### Text passage

# levelling jacks - warning alarm whilst driving



## dcummin (Jan 21, 2008)

Hi all

The levelling jack system is annoyingly beeping to say the jacks are down - whilst im driving.

I'm assuming just a sensor problem or alike - it used to do it if I braked heavy, but the problem is now every couple of mins -even on flat road without braking.

anyone had this problem before - the jacks are fully retracted. 

many thanks

David


----------



## listerdiesel (Aug 3, 2012)

There are a few options:

Microswitch detecting that the hydraulic cylinder has retracted fully, and it is faulty, there will be one per cylinder.

Magnetic pickup doing the same job as the microswitch, probably more reliable underneath the vehicle.

Light-beam looking at clear air under the foot when retracted.

You'll need to find out which system you have before you can do anything.

######
### Data lines

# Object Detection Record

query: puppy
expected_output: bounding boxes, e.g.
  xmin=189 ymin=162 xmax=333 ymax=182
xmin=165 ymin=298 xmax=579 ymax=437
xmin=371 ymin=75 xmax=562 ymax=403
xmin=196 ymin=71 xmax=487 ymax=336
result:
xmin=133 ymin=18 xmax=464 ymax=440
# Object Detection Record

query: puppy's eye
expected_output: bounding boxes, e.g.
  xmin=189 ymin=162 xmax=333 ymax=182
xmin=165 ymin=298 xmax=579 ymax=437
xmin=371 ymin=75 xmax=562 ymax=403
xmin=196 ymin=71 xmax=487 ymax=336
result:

######

• Written exercise
From the forum thread above about the leveling jack alarm, write out the words between "## listerdiesel (Aug" and "one per cylinder.", inclusive, without changing anything.

• Answer
## listerdiesel (Aug 3, 2012)

There are a few options:

Microswitch detecting that the hydraulic cylinder has retracted fully, and it is faulty, there will be one per cylinder.